▶ Information given
____________

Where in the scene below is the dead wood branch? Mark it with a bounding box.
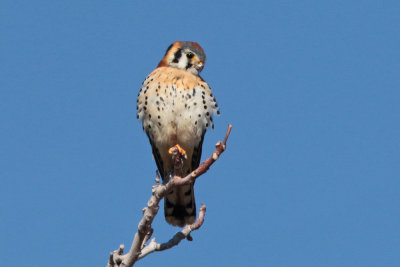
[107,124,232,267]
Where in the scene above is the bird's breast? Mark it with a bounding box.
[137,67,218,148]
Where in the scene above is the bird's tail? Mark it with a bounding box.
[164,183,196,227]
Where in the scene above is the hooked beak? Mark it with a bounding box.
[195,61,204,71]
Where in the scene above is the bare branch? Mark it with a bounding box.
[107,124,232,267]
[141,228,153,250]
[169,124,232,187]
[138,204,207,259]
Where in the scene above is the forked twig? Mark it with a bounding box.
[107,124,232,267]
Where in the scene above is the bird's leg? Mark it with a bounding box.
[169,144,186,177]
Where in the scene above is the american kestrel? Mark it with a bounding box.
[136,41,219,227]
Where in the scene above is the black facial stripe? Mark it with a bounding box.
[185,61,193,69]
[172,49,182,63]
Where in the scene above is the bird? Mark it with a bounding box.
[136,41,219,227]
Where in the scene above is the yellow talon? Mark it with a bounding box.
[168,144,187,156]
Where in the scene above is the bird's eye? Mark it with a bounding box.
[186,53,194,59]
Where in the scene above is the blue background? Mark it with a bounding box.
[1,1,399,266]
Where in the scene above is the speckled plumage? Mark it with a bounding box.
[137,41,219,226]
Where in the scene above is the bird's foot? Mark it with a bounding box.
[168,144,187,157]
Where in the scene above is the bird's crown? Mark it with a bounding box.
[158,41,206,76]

____________

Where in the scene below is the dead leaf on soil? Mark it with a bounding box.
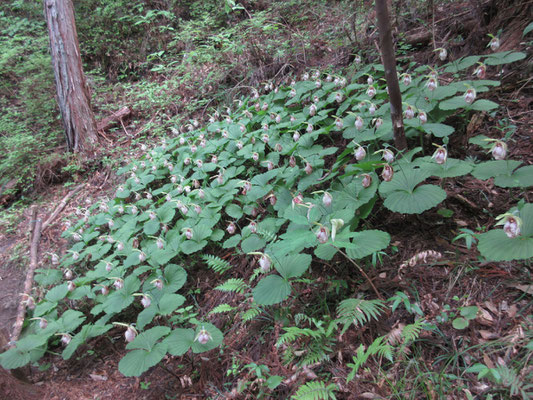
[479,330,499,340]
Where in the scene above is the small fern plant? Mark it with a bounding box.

____________

▶ Exercise description
Copy only these lines from the records above, exactly: the one with "Where in the scene below is the dead leaf", the one with "Where in the scene above is the small", and those between. Skip the pictures.

▶ Finished task
Where in the scene below is the dead leaf on soil? Mark it with a bounding box.
[479,330,499,340]
Where in the scene above is the small fern plant? Mark it with a bounding box.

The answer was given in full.